* **TASK STATEMENT**
Repeat, exactly and completely, the material that follows. Omit the pictures.

## START INPUT

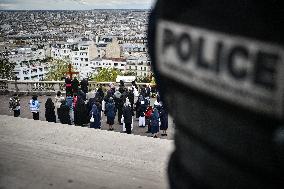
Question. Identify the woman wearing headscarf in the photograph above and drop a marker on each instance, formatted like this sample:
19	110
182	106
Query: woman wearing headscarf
164	120
80	113
34	107
50	111
64	113
127	117
148	115
155	122
58	100
96	115
110	113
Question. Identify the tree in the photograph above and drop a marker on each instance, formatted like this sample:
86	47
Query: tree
58	70
6	69
129	73
106	75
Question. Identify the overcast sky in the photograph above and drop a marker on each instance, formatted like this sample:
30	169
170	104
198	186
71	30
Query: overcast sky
74	4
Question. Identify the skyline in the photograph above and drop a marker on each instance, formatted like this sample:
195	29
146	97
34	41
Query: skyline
74	4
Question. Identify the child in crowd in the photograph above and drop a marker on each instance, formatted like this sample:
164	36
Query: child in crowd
14	105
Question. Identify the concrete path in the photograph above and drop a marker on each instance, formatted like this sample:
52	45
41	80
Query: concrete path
37	154
25	113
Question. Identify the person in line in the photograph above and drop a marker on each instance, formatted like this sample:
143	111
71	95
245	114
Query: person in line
164	120
130	96
119	105
155	122
14	104
34	107
75	85
64	113
148	115
110	112
127	117
58	100
84	85
50	111
96	114
68	86
80	113
141	111
70	104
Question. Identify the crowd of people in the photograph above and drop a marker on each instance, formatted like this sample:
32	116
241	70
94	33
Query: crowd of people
82	108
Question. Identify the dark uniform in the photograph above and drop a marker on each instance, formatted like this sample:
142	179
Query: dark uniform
222	62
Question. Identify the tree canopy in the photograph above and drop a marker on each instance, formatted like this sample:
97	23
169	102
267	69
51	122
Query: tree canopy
58	70
106	75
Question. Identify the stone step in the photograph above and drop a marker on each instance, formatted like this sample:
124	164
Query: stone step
35	154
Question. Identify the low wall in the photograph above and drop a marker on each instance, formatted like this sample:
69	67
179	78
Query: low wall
43	87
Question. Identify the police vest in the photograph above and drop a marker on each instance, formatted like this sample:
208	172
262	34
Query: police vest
222	63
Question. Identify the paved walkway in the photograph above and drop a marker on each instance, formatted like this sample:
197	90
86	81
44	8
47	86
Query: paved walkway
37	154
25	113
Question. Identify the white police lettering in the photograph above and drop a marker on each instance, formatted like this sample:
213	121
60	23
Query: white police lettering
236	69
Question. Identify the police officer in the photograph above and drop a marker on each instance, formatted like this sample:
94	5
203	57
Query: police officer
222	62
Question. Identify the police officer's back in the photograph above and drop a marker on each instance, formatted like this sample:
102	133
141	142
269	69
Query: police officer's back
222	62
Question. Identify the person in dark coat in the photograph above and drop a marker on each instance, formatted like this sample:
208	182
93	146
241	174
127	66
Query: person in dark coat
96	114
148	115
84	85
64	113
90	104
127	117
155	122
101	92
50	111
75	85
80	113
34	107
164	120
141	111
119	105
14	104
68	86
110	112
82	95
130	96
148	91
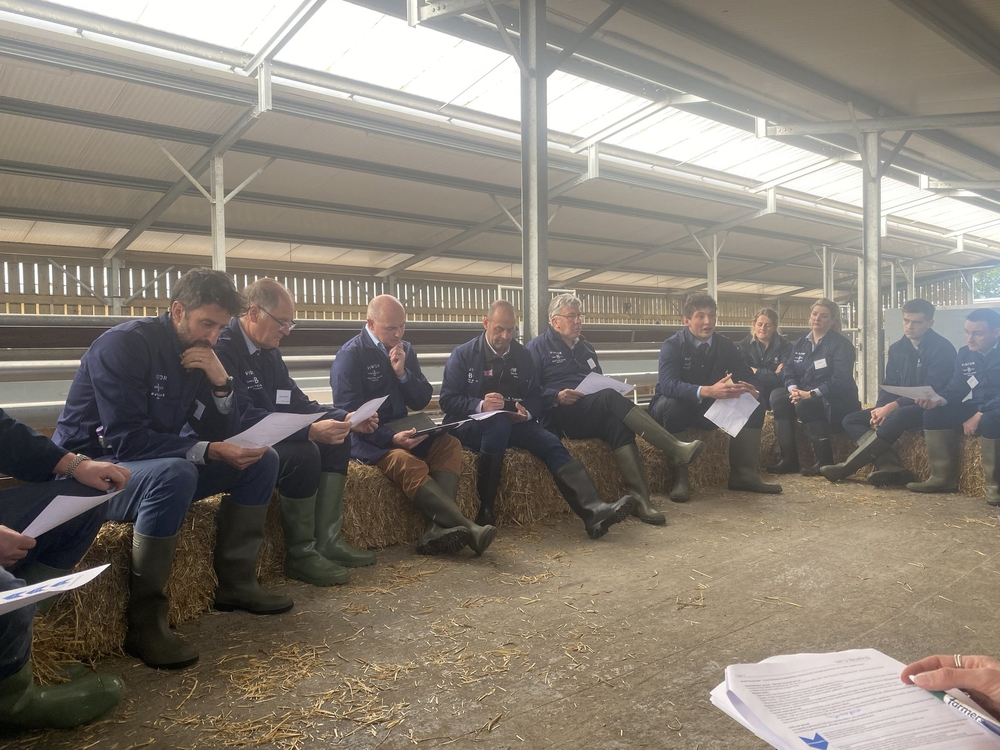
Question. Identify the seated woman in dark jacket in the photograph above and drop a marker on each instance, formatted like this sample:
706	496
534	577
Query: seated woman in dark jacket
819	389
765	351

## END INPUT

* **RESPONSE**
Question. Identify the woman wearing headscarf in the photograph above and drop a marker on each instance, formatted like this sample:
19	110
182	106
Query: woman wearing headscarf
164	120
80	113
34	107
50	111
64	113
127	117
148	115
155	122
58	100
96	115
110	113
Question. Identify the tree in the photograph above and drop a marker on each instance, formatted like this sample:
86	47
Query: tree
58	70
6	69
129	73
106	75
Question. Identify the overcast sky in the photograph above and drop a marker on each instance, formatted like this sample:
30	169
170	104
198	186
71	30
Query: overcast sky
74	4
Question. Identify the skyline in the photograph above and drop a marker on each instance, formatted like this sample:
195	29
146	97
34	41
Query: skyline
74	4
Question. Identify the child in crowd in the photograph above and drop a marker on each instance, formatted like this sample:
164	36
Query: child in crowd
14	105
Question. Identify the concrete path in the photograph above and drop a marker on each instance, formatted like this sample:
52	45
41	80
Query: concrete path
37	154
25	113
Question. Identify the person in line in the photograph above and drop a marker on each instance, formatted like this sample:
143	111
71	95
245	114
Query: person in line
164	120
130	96
119	105
155	122
14	104
34	107
75	85
64	113
148	115
110	112
127	117
58	100
84	85
50	111
96	114
68	86
80	113
141	111
70	104
Question. Identify the crowd of people in the photograph above and drop a marker on each instance, formatted like this sample:
32	116
241	70
94	33
Query: crowd of people
82	108
Question. Identify the dark uniform in the photograph above and drop a marker on each instance, formatted like this sample:
142	179
Query: dark uniform
222	62
Question. Identify the tree canopy in the photograph above and drop a marker on each instance, formatted like this sample:
97	23
169	102
267	69
51	122
Query: tree canopy
58	70
106	75
Question. Identify the stone step in the photograph above and drop a marker on each instance, formatted like this sample:
124	164
Query: stone step
35	154
Question. Identify the low wall in the photograph above and drop a marker on each instance, formatted like this sample:
69	67
179	78
Query: low wall
43	87
Question. Identify the police vest in the photograph above and drop a marker on each instance, formatted like this sample:
208	172
262	34
Query: police vest
222	63
Question. Identify the paved walkway in the photograph above and drop a marker on each instance, formatted like this sample:
197	90
86	81
44	8
47	86
Query: paved walkway
37	154
25	113
Question. Identify the white police lettering in the photograph above and drop a marker on each instance, formatted like this sample:
213	121
60	23
Query: white police lettering
236	69
Question. Identify the police officer in the photograph above and drop a marker on each instance, formatted like this sample:
94	5
203	57
Query: police officer
222	62
Question. Identify the police officer's back in the photograph above and drop a marker on each instance, formatted like this sample:
102	133
141	142
269	69
Query: police officer's back
222	62
Question. Identify the person in dark coat in the photograph above and drop a marker on each instance, formatted like this sample:
208	182
93	146
241	174
127	66
Query: person in dark coat
96	114
148	115
84	85
64	113
90	104
127	117
155	122
101	92
50	111
75	85
80	113
34	107
164	120
141	111
119	105
14	104
68	86
110	112
82	95
130	96
148	91
Question. Identify the seated woman in dark jacket in the photograph above and drop a marker on each instance, formatted like this sample:
706	496
534	577
Query: seated woman in dark jacket
819	389
765	351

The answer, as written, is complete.